# [Aim of the task]
Check every line of the data below for the string "light", and copy the ones that hold it.
Top of Provided data
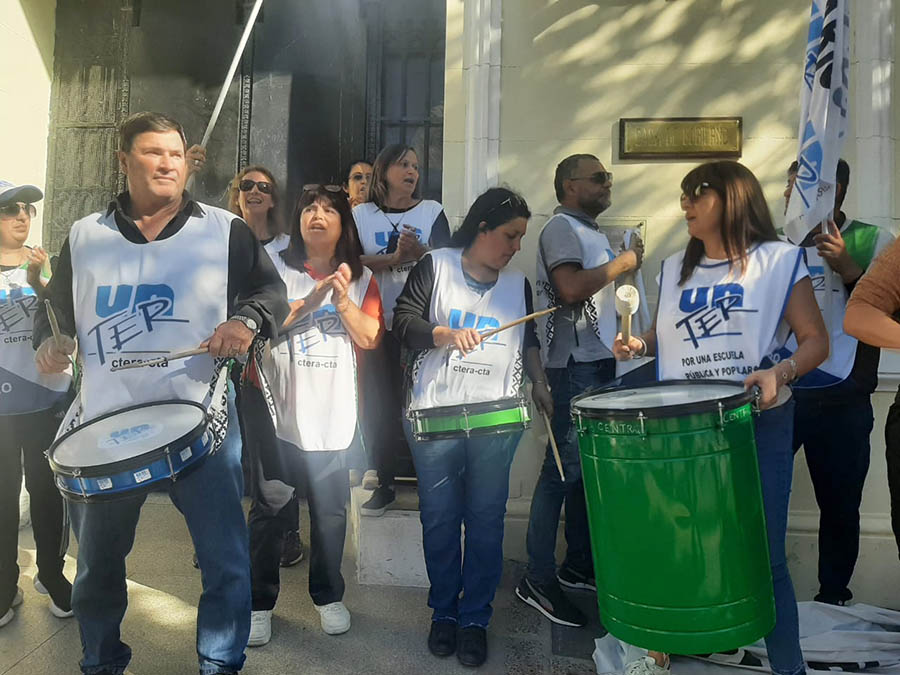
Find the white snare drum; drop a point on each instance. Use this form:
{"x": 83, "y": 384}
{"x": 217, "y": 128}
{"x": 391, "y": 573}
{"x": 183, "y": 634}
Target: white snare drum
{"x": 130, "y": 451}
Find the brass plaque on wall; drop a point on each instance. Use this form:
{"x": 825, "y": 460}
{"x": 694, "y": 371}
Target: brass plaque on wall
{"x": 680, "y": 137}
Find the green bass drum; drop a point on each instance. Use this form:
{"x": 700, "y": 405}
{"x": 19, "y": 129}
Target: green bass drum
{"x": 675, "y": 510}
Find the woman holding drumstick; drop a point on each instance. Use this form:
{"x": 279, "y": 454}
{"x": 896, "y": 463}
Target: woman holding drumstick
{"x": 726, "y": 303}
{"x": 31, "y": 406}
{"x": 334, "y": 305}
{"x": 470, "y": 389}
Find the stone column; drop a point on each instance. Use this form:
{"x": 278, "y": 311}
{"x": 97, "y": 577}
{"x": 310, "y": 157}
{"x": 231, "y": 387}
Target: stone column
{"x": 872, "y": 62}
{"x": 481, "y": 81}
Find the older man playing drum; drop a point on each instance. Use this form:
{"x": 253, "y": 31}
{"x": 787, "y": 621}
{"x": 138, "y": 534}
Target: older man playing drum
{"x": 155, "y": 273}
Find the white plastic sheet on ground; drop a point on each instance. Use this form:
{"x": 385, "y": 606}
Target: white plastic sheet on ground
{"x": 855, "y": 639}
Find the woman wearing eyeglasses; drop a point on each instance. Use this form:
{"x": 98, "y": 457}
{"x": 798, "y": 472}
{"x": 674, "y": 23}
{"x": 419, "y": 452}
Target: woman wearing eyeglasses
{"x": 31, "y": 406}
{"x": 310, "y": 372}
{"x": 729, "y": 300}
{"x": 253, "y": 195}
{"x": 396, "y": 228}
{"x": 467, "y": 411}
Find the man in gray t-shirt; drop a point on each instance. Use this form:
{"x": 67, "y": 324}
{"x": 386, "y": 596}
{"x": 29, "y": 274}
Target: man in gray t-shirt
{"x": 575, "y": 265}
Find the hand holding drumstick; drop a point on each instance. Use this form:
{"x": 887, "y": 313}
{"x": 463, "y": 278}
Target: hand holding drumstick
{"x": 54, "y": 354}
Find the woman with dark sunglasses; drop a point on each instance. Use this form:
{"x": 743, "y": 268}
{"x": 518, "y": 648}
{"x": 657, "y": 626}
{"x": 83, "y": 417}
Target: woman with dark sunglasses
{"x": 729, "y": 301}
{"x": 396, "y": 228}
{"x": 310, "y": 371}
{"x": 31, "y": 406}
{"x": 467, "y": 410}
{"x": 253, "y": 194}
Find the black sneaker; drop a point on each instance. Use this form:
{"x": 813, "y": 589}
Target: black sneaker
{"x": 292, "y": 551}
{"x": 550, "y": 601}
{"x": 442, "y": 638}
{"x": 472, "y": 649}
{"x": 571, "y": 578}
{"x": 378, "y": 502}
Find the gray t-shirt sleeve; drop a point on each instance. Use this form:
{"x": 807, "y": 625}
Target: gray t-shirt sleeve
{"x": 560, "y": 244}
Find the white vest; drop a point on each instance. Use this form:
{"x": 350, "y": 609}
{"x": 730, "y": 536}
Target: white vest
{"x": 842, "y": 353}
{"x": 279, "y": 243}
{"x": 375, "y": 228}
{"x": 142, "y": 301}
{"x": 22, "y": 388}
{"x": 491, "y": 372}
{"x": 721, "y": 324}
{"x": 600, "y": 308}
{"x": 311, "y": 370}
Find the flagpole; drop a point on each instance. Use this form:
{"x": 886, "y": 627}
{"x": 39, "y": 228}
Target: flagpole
Bottom of Provided data
Top of Provided data
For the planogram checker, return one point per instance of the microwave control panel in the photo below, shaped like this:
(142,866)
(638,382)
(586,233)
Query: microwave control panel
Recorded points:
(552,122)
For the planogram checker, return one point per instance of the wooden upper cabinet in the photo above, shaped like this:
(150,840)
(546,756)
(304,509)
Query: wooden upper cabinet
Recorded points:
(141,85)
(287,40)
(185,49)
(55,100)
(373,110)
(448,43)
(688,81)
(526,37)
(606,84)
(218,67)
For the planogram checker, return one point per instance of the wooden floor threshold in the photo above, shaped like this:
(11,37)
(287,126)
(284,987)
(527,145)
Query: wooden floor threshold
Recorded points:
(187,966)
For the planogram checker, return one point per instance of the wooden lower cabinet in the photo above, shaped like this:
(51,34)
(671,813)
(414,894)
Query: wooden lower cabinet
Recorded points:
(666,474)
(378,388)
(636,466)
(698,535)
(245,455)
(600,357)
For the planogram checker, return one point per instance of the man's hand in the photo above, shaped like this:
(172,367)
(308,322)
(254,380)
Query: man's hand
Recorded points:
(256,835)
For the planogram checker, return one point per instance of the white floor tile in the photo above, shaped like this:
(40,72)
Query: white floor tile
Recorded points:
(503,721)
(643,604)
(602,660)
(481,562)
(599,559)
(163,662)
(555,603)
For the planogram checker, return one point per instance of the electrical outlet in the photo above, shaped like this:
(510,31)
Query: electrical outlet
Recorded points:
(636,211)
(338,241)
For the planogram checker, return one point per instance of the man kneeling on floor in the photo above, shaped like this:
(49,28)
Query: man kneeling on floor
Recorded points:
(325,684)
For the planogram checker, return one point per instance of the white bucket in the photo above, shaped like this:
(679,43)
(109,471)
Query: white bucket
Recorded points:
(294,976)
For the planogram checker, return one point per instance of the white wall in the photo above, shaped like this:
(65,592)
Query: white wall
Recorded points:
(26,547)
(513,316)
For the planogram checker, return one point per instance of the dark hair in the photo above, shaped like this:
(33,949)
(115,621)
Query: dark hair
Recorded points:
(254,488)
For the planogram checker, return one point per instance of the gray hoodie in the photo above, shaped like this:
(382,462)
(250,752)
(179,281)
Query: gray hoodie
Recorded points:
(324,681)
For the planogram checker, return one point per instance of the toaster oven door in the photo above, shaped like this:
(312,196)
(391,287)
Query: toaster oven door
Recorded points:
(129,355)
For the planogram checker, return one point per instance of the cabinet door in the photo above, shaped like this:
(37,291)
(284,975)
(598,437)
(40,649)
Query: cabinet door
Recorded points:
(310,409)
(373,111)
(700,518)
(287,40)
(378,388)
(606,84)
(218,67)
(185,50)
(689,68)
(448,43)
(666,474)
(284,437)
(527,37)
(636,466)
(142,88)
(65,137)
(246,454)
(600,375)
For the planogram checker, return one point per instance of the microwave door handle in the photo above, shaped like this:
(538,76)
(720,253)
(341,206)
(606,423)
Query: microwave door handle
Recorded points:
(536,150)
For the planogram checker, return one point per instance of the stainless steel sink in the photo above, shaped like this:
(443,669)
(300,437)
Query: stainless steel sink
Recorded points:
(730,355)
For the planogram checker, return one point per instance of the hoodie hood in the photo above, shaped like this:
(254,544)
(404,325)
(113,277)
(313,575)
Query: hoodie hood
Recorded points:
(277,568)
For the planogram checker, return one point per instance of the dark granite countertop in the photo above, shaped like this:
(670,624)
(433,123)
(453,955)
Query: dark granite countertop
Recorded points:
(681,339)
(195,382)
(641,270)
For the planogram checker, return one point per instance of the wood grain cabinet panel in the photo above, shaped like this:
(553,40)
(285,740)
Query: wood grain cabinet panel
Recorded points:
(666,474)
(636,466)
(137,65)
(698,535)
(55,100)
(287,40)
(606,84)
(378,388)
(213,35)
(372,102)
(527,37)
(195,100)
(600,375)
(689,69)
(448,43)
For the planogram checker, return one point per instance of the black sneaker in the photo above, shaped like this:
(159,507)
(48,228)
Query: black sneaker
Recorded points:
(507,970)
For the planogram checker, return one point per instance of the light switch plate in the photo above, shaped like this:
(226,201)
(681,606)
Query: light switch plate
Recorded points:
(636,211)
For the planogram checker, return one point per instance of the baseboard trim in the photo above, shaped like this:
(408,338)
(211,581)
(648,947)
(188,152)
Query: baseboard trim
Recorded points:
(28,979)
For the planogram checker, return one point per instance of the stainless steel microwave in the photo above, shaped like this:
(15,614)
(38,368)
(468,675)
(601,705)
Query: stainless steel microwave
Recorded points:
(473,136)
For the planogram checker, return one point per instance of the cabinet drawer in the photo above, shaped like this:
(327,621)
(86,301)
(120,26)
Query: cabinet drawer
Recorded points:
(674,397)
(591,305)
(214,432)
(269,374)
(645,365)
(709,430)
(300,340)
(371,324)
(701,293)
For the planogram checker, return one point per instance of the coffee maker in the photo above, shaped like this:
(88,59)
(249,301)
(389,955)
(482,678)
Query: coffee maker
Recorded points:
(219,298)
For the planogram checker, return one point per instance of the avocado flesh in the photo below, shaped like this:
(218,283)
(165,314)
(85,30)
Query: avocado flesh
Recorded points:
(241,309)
Bottom of Provided data
# [Output]
For the planogram checker, return one point per instance of the light switch plate in the photo above, shaped like this:
Query: light switch plate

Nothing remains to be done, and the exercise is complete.